_Exercise goal_.
Transcription of the full listing is required, character for character.

[[ Raw data, beginning ]]

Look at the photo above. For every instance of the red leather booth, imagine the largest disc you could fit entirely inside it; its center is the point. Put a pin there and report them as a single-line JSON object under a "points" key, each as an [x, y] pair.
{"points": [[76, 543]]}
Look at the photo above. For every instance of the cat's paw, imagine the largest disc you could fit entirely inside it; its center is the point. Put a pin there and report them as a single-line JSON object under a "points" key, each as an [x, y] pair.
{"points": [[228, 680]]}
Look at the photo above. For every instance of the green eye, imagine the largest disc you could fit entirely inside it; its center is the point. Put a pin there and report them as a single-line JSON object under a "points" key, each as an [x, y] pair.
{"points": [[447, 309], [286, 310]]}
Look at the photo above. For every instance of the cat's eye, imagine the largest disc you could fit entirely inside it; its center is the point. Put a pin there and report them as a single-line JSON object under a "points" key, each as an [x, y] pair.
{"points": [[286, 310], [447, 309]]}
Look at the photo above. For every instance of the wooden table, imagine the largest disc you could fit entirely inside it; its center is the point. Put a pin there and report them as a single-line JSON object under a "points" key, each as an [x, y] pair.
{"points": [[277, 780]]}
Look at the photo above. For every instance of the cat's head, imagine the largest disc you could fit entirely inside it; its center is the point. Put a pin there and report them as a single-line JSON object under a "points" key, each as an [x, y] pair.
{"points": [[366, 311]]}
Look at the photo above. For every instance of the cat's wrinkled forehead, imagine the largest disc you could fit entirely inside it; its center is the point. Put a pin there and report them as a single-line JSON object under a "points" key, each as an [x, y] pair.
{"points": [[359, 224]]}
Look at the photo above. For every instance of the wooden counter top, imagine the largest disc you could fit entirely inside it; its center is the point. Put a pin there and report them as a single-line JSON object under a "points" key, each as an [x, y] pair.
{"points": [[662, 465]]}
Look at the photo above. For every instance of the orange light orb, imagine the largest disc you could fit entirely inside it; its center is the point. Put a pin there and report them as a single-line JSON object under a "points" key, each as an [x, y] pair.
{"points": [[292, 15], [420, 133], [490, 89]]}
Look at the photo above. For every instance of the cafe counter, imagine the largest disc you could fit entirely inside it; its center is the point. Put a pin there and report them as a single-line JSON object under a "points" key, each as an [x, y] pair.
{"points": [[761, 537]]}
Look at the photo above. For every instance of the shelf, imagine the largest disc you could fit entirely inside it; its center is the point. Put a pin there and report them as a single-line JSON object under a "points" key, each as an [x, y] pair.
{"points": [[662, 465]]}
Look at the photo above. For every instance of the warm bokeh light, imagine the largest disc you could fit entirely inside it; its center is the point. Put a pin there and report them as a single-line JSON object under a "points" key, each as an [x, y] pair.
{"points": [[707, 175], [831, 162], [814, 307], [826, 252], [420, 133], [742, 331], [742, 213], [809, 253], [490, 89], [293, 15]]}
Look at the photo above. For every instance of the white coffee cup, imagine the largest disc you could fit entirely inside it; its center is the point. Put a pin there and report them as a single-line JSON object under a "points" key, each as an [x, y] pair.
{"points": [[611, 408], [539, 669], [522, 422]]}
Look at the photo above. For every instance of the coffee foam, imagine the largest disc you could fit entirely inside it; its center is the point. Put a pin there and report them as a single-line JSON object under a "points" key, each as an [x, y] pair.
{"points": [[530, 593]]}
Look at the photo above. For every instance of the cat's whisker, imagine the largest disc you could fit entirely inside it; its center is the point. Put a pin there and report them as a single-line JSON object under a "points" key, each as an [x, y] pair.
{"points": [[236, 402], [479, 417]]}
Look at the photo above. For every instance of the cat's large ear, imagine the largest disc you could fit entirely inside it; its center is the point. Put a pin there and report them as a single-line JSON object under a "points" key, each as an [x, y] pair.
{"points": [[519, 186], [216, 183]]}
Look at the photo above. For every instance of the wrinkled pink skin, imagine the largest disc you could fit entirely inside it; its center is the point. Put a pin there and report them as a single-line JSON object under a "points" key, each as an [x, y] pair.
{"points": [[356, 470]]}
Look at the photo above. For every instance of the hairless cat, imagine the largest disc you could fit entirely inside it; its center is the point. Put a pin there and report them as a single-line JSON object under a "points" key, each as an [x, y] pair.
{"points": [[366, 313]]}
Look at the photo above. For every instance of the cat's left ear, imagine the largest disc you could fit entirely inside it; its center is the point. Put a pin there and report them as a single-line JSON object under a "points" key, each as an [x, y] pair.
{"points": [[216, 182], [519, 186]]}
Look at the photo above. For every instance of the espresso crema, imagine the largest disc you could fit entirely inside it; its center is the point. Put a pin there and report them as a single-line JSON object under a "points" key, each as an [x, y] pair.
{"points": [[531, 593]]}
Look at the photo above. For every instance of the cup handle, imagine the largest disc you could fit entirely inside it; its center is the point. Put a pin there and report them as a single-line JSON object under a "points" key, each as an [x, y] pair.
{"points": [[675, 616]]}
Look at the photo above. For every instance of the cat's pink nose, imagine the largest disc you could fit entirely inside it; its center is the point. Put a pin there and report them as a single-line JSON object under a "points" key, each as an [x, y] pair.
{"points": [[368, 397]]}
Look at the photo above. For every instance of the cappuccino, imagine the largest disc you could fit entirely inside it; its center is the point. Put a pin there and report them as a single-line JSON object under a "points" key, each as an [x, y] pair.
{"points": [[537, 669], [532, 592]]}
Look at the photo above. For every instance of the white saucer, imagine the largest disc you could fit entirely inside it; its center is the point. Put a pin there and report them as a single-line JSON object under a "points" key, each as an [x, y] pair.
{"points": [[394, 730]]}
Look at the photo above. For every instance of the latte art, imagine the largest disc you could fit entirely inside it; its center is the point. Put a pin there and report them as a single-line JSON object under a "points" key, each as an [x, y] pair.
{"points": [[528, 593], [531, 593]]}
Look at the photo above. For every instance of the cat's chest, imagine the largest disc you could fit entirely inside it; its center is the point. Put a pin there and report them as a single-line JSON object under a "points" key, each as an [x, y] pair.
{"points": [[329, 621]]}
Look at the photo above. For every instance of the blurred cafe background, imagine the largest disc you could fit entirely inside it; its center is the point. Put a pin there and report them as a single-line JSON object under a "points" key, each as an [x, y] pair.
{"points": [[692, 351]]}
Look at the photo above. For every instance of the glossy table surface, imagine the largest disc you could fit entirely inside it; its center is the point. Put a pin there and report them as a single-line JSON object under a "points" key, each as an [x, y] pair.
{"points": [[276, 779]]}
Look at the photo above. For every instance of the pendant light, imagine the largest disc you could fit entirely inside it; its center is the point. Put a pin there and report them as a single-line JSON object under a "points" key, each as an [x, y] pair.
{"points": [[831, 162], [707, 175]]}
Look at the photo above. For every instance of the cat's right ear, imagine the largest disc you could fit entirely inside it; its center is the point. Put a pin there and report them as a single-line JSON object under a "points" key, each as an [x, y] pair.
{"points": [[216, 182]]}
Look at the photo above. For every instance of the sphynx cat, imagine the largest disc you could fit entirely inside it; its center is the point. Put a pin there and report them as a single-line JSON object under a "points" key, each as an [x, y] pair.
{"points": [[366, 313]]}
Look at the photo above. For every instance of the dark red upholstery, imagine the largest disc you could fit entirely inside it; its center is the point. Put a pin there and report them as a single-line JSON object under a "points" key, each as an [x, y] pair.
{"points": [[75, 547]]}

[[ Raw data, end ]]

_Written answer_.
Look at the photo above. For every instance of the red leather booth, imagine the largest disc you could fit entirely inside it; its center is the point. Put a pin there and report them as a single-line JSON object under a "points" key, each as an [x, y] pair.
{"points": [[76, 543]]}
Look at the photo above. For every instance of the cat's paw, imagine the largest disc you could fit entirely inside it; its center is the point. Put a pin there and report them as a single-line JSON object under a "points" key, each as an [x, y] pair.
{"points": [[228, 680]]}
Look at the photo above. For every instance of the green eye, imagine the largest disc you could fit entirely inside it; its center is the point. Put a pin there and report them as a single-line JSON object under a "points" key, each as an [x, y] pair.
{"points": [[447, 309], [286, 310]]}
Look at the photo above. For every instance of the cat's eye, imagine the largest disc you could fit entirely inside it; its center is the point. Put a pin there and report them as a single-line JSON object under a "points" key, each as an [x, y] pair.
{"points": [[286, 310], [447, 309]]}
Look at the photo above. For every instance of the wooden table, imagine the largest disc you could fit entirely inside it; its center is the point. Put a pin there and report them as a single-line JSON object under a "points" key, each as an [x, y] pair.
{"points": [[277, 780]]}
Look at the photo above. For every instance of the cat's head, imagine the largest disc you could fit entirely inside it; its center is the point. Put a pin there and report them as a single-line JSON object under a "points" key, each as an [x, y] pair.
{"points": [[366, 311]]}
Look at the photo above. For every instance of the cat's wrinkled forehead, imagine the largest disc you could fit entirely inside it; its center is the point. Put a pin there and report them as a single-line JSON object under a "points" key, each as an [x, y] pair.
{"points": [[359, 224]]}
Look at the photo above. For every instance of the wooden counter top, imagine the largest disc you could fit entirely inside it; its center is the point. Put a pin there and report them as a single-line JSON object under a "points" key, each as an [x, y] pair.
{"points": [[662, 465]]}
Look at the photo above. For every instance of the orange light orb, imagine the largest disc you could fit entirely inside it; its center is the point. Put a pin there and report them as a single-line JSON object under a "points" key, each as an [x, y] pair.
{"points": [[292, 15], [420, 133], [490, 89]]}
Look at the photo above. For every instance of the cafe counter, imagine the largest disc you could fit entirely inside it; its center is the point. Put a pin there and report them as a single-line JSON object under a "points" key, each as an [x, y] pair.
{"points": [[761, 537]]}
Look at the photo above. For every instance of the shelf, imagine the largest disc you could fit entirely inside it; its center is the point. Put a pin there and report them as a single-line JSON object under a "points" key, each as an [x, y] pair.
{"points": [[662, 465]]}
Look at the photo above. For every instance of the warm bokeh light, imagine the largest disc you could fit entirely inside it; its center is the point. Put a pin there and report them as a single-line JSON object under a "points" key, each as an [x, y] pair.
{"points": [[707, 175], [831, 162], [814, 307], [826, 252], [420, 133], [742, 331], [742, 213], [809, 253], [490, 89], [293, 15]]}
Look at the photo above. For every instance of the white coffee cup, imagine the largest disc you could fit entirely inside it; its center is the point. Put a pin there and report them as a single-line JSON object under a "points" key, each as an [x, y] pair.
{"points": [[611, 408], [539, 669], [522, 422]]}
Look at the photo above. For every instance of the coffee foam, imagine the largest disc you could fit entirely inside it; its center is the point. Put a pin there and report them as a single-line JSON object under a "points" key, each as an [x, y] pair.
{"points": [[530, 593]]}
Look at the photo above. For every instance of the cat's whisker, imagine the largest disc you could fit entirely inside it; its center is the point. Put a pin there and report them as a single-line JSON object under a "points" key, each as an [x, y] pair.
{"points": [[236, 402], [479, 417]]}
Look at the photo above. For every instance of the cat's large ear, imagine the largest disc you could fit entirely inside it; its center is the point. Put a pin there and report them as a single-line JSON object under a "points" key, each as an [x, y] pair.
{"points": [[519, 186], [216, 183]]}
Look at the photo above. For every instance of the wrinkled pink skin, imagine the largest disc you could fit entirely inside it; its center is the point. Put a pin there and report them as a single-line JSON object under a "points" key, each as an [x, y] pair.
{"points": [[356, 470]]}
Look at the photo above. For every instance of the hairless cat, imagine the largest disc you could fit entirely inside it; its center is the point. Put a pin there and report them as a single-line JSON object under a "points" key, each as an [x, y] pair.
{"points": [[366, 313]]}
Look at the photo above. For every instance of the cat's left ear, imagine the largest disc you could fit entirely inside it; its center is the point. Put a pin there and report them as a single-line JSON object under a "points" key, each as an [x, y] pair.
{"points": [[216, 182], [519, 186]]}
Look at the photo above. For every instance of the espresso crema, imagine the largest disc you could fit entirely inside it; its center is the point. Put a pin there and report them as a single-line JSON object under a "points" key, each as an [x, y] pair.
{"points": [[531, 593]]}
Look at the photo above. For every instance of the cup handle, imagine the largest disc you could fit entirely inside it; its center is the point. Put a pin there and report them as a single-line JSON object under a "points" key, each as an [x, y] pair.
{"points": [[675, 616]]}
Look at the photo above. For every instance of the cat's pink nose, imagine the largest disc you could fit entirely inside it; its center is the point. Put a pin there and report them as a single-line JSON object under a "points" key, each as an [x, y] pair.
{"points": [[368, 397]]}
Look at the photo above. For every instance of the cappuccino, imagine the largest disc you could fit entirely inside it; its center is the point. Put a pin there and report them as a single-line JSON object under a "points" key, each as an [x, y] pair.
{"points": [[537, 669], [532, 592]]}
Look at the photo above. For every instance of the white saucer, imagine the largest disc you could fit entirely inside it; its center is the point. Put a pin there and report them as a single-line JSON object under a "points" key, each as an [x, y] pair.
{"points": [[394, 730]]}
Look at the photo above. For every instance of the latte art, imagine the largest disc you could fit entirely inside it; its center is the point. Put a pin there and report them as a single-line JSON object under a "points" key, each as an [x, y] pair.
{"points": [[528, 593], [531, 593]]}
Look at the photo above. For every instance of the cat's chest, imagine the largest disc you could fit entirely inside it; its center is the point. Put a pin there and report them as a single-line JSON object under a "points" key, each as an [x, y] pair.
{"points": [[329, 621]]}
Look at the photo above. For every instance of the blurred cafe background, imagine the largest disc you could fit entirely inside it; its center is the point. Put a pin there and report them as a single-line JSON object under a "points" key, each as an [x, y] pair.
{"points": [[692, 351]]}
Look at the photo above. For every instance of the glossy table surface, imagine the largest disc you could fit entirely inside it; its center is the point. Put a pin there and report them as a single-line JSON object under a "points" key, each as an [x, y] pair.
{"points": [[276, 779]]}
Look at the photo above. For every instance of the pendant light, imagine the largest disc you could fit entirely inside it; its center is the point. Put a pin there and report them as a single-line JSON object under a "points" key, each as an [x, y] pair.
{"points": [[831, 162], [707, 175]]}
Look at the photo above. For every instance of the cat's right ear, imagine the largest disc you could fit entirely inside it; its center is the point. Put a pin there and report them as a single-line JSON object under a "points" key, each as an [x, y] pair.
{"points": [[216, 182]]}
Look at the photo above. For every instance of the sphynx cat, imagine the largest disc you could fit entirely inside it; its center is the point. Put a pin there and report them as a single-line JSON object under a "points" key, each as an [x, y] pair.
{"points": [[366, 313]]}
Look at the photo above. For every instance of the dark red upholstery, imagine the largest disc you could fit entirely inside it; its center is the point. Put a pin there and report them as a single-line JSON object under a "points" key, each as an [x, y] pair.
{"points": [[75, 547]]}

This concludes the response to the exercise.